Emtpy token sequence

Cesare Zecca

unread,

Aug 30, 2007, 6:31:20 AM8/30/07

to

(I tried to continue Aravinda's thread "empty token sequence error"
but that discussion is closed and no reply are there allowed).

Well, there is very few documentation around (in this group, too)
about the "empty token sequence" issue.
Thus, let's take again the Aravinda's thread.

Weel, after the definition of the "canonical" ID lexical rule, I added
to Gpl.jj (the grammar has been previously mentioned, see

Avoid SKIPping while producing another terminal / Unit tests for
JavaCC tokens and productions
http://groups.google.com/group/comp.compilers.tools.javacc/browse_thread/thread/e33401b7c7c81b66
)

---+---

Requirement A: In the forum thread about the empty token sequence error, what file did the poster add to after defining the "canonical" ID lexical rule?

Point annotations for photos
---+---

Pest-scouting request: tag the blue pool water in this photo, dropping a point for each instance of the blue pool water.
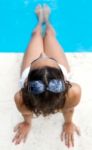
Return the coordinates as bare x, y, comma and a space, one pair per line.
72, 20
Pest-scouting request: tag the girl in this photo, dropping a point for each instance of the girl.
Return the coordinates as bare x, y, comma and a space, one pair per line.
45, 87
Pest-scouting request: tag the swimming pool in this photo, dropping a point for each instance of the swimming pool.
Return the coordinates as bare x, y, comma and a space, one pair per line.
72, 21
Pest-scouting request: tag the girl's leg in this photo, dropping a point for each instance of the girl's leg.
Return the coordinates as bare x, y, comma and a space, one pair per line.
51, 46
35, 47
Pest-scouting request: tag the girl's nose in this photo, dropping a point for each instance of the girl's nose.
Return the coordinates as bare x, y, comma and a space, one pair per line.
43, 55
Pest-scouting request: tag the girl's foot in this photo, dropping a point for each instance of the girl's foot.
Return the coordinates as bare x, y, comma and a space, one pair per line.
39, 13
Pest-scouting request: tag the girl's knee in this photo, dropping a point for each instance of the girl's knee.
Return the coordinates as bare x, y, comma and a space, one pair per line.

---+---

Requirement B: Quote the records from the line that contains "Pest-scouting request: tag the girl's knee" through the end of the records.

Task solution A: Gpl.jj

Task solution B:
Pest-scouting request: tag the girl's knee in this photo, dropping a point for each instance of the girl's knee.
Return the coordinates as bare x, y, comma and a space, one pair per line.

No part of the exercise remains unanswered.